__PROBLEM TO WORK ON__:
Return, exactly, the line that contains "car windshield ->" together with all lines after it to the end of the entries, and no further lines.

** START **

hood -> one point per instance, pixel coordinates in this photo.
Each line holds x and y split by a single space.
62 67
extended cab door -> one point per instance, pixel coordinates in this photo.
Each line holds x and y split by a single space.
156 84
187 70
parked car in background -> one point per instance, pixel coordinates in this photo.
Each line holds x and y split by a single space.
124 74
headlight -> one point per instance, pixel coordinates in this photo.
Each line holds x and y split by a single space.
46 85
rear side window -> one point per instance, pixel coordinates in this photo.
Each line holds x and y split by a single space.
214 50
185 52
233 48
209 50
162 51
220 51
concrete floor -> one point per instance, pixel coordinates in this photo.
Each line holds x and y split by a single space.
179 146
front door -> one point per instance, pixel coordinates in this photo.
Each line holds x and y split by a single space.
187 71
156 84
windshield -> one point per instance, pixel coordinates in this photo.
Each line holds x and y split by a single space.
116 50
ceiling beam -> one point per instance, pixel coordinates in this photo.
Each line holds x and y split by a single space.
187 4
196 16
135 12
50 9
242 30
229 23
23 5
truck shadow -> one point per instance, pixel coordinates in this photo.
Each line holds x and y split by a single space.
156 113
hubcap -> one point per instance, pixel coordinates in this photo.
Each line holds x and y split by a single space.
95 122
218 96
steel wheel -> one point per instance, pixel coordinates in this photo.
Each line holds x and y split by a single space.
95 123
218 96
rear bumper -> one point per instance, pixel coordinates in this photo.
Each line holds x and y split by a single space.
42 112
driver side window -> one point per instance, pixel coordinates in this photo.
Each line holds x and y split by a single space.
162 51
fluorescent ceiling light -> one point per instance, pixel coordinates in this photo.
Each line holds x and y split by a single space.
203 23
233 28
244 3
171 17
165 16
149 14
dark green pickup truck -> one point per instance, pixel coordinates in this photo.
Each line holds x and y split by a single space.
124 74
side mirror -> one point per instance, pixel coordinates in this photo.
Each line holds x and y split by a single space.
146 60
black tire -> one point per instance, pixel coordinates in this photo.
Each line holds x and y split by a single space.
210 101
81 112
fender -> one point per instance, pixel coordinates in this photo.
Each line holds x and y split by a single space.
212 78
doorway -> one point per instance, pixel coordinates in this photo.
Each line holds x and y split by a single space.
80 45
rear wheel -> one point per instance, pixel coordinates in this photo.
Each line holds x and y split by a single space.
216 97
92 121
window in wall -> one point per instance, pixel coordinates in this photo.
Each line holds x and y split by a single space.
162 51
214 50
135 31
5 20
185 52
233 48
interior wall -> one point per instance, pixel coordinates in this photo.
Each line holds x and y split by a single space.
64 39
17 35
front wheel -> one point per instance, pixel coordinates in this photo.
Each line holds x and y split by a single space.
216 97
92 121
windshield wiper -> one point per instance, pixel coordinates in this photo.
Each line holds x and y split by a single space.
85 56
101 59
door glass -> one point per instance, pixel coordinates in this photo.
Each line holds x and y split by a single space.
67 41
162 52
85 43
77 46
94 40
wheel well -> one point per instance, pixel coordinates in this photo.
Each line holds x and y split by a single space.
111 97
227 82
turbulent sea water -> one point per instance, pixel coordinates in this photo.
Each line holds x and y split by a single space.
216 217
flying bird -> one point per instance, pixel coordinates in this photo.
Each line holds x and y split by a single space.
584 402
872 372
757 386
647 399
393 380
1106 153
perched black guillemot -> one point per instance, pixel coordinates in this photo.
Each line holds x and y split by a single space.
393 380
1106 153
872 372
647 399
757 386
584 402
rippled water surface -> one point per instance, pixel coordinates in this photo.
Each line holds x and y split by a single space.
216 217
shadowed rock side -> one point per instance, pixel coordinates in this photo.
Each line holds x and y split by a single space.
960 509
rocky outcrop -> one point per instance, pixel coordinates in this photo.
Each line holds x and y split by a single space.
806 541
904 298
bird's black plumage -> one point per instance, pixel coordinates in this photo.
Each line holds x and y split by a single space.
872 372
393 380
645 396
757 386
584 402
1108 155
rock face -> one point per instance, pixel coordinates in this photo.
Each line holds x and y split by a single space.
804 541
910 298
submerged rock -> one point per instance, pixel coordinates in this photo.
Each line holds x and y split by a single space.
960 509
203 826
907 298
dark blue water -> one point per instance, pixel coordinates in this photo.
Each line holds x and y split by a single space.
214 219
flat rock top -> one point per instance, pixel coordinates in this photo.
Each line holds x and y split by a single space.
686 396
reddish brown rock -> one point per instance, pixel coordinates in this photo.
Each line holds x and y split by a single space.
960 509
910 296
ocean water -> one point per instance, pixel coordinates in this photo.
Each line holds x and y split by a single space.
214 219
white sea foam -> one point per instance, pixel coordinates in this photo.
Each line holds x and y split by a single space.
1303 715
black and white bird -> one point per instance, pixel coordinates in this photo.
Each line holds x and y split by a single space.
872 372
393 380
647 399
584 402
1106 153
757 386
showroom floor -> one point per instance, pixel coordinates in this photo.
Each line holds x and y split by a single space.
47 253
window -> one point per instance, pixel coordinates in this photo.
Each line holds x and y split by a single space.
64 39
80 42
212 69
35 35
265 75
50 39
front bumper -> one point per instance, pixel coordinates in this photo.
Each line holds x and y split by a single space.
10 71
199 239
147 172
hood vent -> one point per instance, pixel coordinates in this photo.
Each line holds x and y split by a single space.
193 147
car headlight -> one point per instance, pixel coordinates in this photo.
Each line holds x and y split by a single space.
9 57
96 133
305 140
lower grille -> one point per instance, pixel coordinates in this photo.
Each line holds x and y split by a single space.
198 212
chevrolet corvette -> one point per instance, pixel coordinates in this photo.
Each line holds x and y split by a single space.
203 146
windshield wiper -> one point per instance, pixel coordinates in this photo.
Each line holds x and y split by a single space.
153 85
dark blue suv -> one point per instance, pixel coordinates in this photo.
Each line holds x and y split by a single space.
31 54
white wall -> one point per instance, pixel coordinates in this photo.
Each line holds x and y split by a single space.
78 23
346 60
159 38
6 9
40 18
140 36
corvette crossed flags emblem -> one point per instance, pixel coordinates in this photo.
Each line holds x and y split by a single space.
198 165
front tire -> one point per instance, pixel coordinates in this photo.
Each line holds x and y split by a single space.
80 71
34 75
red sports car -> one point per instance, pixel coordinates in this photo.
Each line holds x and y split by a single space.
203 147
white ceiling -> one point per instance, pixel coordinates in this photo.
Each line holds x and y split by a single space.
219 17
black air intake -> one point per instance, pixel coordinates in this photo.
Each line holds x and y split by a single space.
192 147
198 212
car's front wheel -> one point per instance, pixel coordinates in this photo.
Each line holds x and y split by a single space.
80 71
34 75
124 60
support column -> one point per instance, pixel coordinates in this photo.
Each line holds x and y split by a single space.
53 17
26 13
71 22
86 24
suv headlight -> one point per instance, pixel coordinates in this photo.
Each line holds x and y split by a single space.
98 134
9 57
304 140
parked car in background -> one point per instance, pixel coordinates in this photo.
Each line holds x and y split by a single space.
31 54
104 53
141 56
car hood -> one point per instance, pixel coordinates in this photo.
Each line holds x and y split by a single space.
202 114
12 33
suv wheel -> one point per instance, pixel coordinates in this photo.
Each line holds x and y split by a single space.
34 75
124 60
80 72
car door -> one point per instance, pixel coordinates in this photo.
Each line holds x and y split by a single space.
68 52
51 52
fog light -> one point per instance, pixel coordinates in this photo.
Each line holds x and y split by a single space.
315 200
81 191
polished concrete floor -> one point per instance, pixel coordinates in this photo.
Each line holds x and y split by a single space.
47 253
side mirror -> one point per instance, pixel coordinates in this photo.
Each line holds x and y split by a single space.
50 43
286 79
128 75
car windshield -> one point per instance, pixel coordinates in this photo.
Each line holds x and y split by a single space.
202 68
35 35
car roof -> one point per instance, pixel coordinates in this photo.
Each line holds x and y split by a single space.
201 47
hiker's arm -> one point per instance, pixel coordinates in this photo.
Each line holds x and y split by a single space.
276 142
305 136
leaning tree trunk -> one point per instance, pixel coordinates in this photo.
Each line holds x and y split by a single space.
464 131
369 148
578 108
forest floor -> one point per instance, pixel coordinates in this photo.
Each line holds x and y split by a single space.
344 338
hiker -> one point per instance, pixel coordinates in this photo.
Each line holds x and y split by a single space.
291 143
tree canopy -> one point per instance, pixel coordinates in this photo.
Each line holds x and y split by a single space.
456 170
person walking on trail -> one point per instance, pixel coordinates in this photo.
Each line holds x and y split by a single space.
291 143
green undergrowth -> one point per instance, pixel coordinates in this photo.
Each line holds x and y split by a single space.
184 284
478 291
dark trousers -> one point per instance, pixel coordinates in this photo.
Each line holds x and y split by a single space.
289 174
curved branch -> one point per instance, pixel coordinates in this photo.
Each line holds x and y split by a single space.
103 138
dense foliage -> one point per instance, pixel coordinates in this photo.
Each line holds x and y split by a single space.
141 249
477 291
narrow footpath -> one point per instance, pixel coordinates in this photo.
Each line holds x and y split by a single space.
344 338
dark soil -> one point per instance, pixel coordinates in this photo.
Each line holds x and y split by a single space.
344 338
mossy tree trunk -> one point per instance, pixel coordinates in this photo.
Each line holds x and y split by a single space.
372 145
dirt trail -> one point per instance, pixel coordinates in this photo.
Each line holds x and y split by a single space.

** END **

__OUTPUT OF THE EXERCISE__:
car windshield -> one point per instance, pixel coordinates in this photo.
Each line holds x and y split by a single space.
202 68
35 35
car roof -> one point per instance, pixel coordinates in this photo.
Each line holds x and y split by a single space.
201 47
hiker's arm -> one point per instance, pixel coordinates in this photo.
Each line holds x and y split by a single space.
276 142
305 136
leaning tree trunk -> one point per instance, pixel coordinates in this photo.
Each line holds x and y split by a single space.
464 131
369 148
578 108
forest floor -> one point per instance, pixel coordinates in this photo.
Each line holds x and y split by a single space.
344 338
hiker -> one point per instance, pixel coordinates in this photo.
Each line holds x and y split by a single space.
291 143
tree canopy -> one point per instance, pixel coordinates in this photo.
Each line holds x and y split by a single space.
456 170
person walking on trail -> one point per instance, pixel coordinates in this photo.
Each line holds x and y split by a single space.
291 143
green undergrowth -> one point per instance, pixel coordinates in this photo.
Each line holds x and y split by a single space.
184 284
478 291
dark trousers -> one point per instance, pixel coordinates in this photo.
Each line holds x and y split by a single space.
289 174
curved branch -> one point per instance, pixel coordinates in this photo.
Each line holds x and y split by a single space.
103 138
dense foliage -> one point per instance, pixel coordinates in this photo.
Each line holds x and y split by a single space.
141 249
477 291
narrow footpath -> one point per instance, pixel coordinates in this photo.
Each line holds x and y split by a single space.
344 338
dark soil -> one point per instance, pixel coordinates in this photo.
Each line holds x and y split by a single space.
344 338
mossy tree trunk -> one point per instance, pixel coordinates in this photo.
Each line holds x and y split by a single space.
372 145
dirt trail -> one point per instance, pixel coordinates in this photo.
Each line holds x and y split by a single space.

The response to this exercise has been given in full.